The seashore within the limits of a municipality is subject to its police power and the public use is governed by municipal ordinances and regulations.
453 Private Things
Private things are owned by individuals, other private persons, and by the state or its political subdivisions in their capacity as private persons.
454 Freedom of Disposition by Private Persons
Owners of private things may freely dispose of them under modifications established by law.
455 Private Things subject to Public use
Private things may be subject to public use in accordance with law or by dedication.
456 Banks of Navigable Rivers or Streams
The banks of navigable rivers or streams are private things that are subject to public use.
The bank of a navigable river or stream is the land lying between the ordinary low and the ordinary high stage of the water. Nevertheless, when there is a levee in proximity to the water, established according to law, the levee shall form the bank.
457 Roads; Public or Private
A road may be either public or private. A public road is one that is subject to public use. The public may own the land on which the road is built or merely have the right to use it. A private road is one that is not subject to public use.
458 Works obstructing the public use
Works built without lawful permit on public things, including the sea, the seashore, and the bottom of natural navigable waters, or on the banks of navigable rivers, that obstruct the public use may be removed at the expense of the persons who built or own them at the instance of the public authorities, or of any person residing in the state.
......
WRITTEN INSTRUCTION 1 -
Reproduce verbatim the passage of the property-law text from "456 Banks of" up to and including "form the bank.".

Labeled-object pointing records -
......
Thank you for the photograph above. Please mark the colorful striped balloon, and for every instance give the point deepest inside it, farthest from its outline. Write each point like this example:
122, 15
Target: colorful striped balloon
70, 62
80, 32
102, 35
......
WRITTEN INSTRUCTION 2 -
Gather every line of the records that contains the string "colorful".

FULL OUTPUT 1 -
456 Banks of Navigable Rivers or Streams
The banks of navigable rivers or streams are private things that are subject to public use.
The bank of a navigable river or stream is the land lying between the ordinary low and the ordinary high stage of the water. Nevertheless, when there is a levee in proximity to the water, established according to law, the levee shall form the bank.

FULL OUTPUT 2 -
Thank you for the photograph above. Please mark the colorful striped balloon, and for every instance give the point deepest inside it, farthest from its outline. Write each point like this example:
Target: colorful striped balloon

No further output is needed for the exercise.